• _Document extract_
%%

Patch hide | download patch | download mbox

diff --git a/src/gallium/drivers/panfrost/pan_context.c b/src/gallium/drivers/panfrost/pan_context.c
index ac01461a07fe..b2f2a9da7a51 100644
--- a/src/gallium/drivers/panfrost/pan_context.c
+++ b/src/gallium/drivers/panfrost/pan_context.c
@@ -162,7 +162,7 @@  panfrost_clear(
         double depth, unsigned stencil)
 {
         struct panfrost_context *ctx = pan_context(pipe);
-        struct panfrost_batch *batch = panfrost_get_batch_for_fbo(ctx);
+        struct panfrost_batch *batch = panfrost_get_fresh_batch_for_fbo(ctx);
 
         panfrost_batch_add_fbo_bos(batch);
         panfrost_batch_clear(batch, buffers, color, depth, stencil);
diff --git a/src/gallium/drivers/panfrost/pan_job.c b/src/gallium/drivers/panfrost/pan_job.c
index d8330bc133a6..4ec2aa0565d7 100644
--- a/src/gallium/drivers/panfrost/pan_job.c
+++ b/src/gallium/drivers/panfrost/pan_job.c
@@ -298,6 +298,27 @@  panfrost_get_batch_for_fbo(struct panfrost_context *ctx)
         return batch;
 }
 
+struct panfrost_batch *
+panfrost_get_fresh_batch_for_fbo(struct panfrost_context *ctx)
+{
+        struct panfrost_batch *batch;
+
+        batch = panfrost_get_batch(ctx, &ctx->pipe_framebuffer);
+
+        /* The batch has no draw/clear queued, let's return it directly.
+         * Note that it's perfectly fine to re-use a batch with an
+         * existing clear, we'll just update it with the new clear request.
+         */
+        if (!batch->last_job.gpu)
+                return batch;
+
+        /* Otherwise, we need to freeze the existing one and instantiate a new
+         * one.
+         */
+        panfrost_freeze_batch(batch);
+        return panfrost_get_batch(ctx, &ctx->pipe_framebuffer);
+}
+
 static bool
 panfrost_batch_fence_is_signaled(struct panfrost_batch_fence *fence)
 {
diff --git a/src/gallium/drivers/panfrost/pan_job.h b/src/gallium/drivers/panfrost/pan_job.h
index e1b1f56a2e64..0bd78bba267a 100644
--- a/src/gallium/drivers/panfrost/pan_job.h
+++ b/src/gallium/drivers/panfrost/pan_job.h
@@ -172,6 +172,9 @@  panfrost_batch_fence_reference(struct panfrost_batch_fence *batch);
 struct panfrost_batch *
 panfrost_get_batch_for_fbo(struct panfrost_context *ctx);
 
+struct panfrost_batch *
+panfrost_get_fresh_batch_for_fbo(struct panfrost_context *ctx);
+
 void
 panfrost_batch_init(struct panfrost_context *ctx);
 

Comments

To be clear, if we have a batch and do the following operations:

	clear red
	draw 1
	clear green
	draw 2
	flush

All we should see is #2 on a green background, which this patch handles
by the second clear invalidating all the clears/draws that came before
it (provided there is no flush in between).

%%

Records:
%%

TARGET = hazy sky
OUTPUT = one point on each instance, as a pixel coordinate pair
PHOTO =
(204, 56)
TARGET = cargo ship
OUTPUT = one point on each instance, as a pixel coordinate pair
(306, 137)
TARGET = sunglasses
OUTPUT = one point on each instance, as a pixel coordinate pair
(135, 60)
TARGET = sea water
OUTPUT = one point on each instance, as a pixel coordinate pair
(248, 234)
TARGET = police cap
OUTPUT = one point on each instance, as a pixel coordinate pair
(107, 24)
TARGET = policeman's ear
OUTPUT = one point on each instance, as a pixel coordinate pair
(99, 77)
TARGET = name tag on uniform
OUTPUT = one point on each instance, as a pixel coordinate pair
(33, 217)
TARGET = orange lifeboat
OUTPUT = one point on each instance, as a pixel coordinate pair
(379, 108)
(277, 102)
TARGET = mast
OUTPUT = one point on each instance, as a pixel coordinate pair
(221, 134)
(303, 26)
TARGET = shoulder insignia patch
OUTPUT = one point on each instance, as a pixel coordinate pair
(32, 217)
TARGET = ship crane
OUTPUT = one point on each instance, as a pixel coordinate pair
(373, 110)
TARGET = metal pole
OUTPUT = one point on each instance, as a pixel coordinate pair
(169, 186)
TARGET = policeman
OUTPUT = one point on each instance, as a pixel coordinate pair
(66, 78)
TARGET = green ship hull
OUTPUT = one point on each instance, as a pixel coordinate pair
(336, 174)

%%
%%

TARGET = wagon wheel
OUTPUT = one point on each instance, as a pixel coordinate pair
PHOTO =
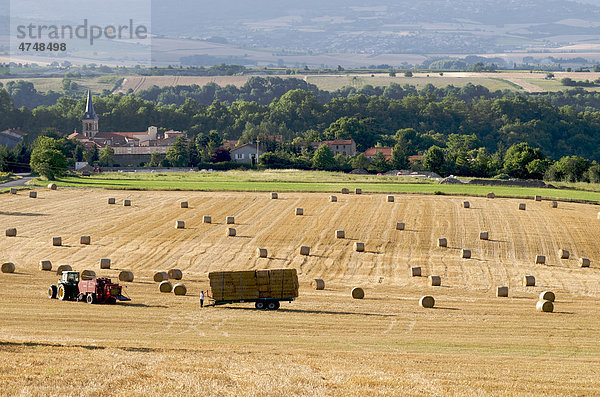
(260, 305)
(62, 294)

%%

• _Written tasks_
1. From the Panfrost patch shown above the records, reproduce verbatim the part that opens with the words containing "Patch hide |" and closes with "depth, unsigned stencil)".
2. Answer these questions using the Panfrost patch:
(a) In panfrost_clear, which function replaces the call to panfrost_get_batch_for_fbo?
(b) In the new function, under what condition is the batch returned directly?
(c) In the sequence given in the comments, what should be seen after the flush?

• _Per-task outputs_
1.
Patch hide | download patch | download mbox

diff --git a/src/gallium/drivers/panfrost/pan_context.c b/src/gallium/drivers/panfrost/pan_context.c
index ac01461a07fe..b2f2a9da7a51 100644
--- a/src/gallium/drivers/panfrost/pan_context.c
+++ b/src/gallium/drivers/panfrost/pan_context.c
@@ -162,7 +162,7 @@  panfrost_clear(
         double depth, unsigned stencil)

2.
(a) panfrost_get_fresh_batch_for_fbo(ctx)
(b) When the batch has no draw or clear queued, tested as !batch->last_job.gpu.
(c) Only draw 2, on a green background.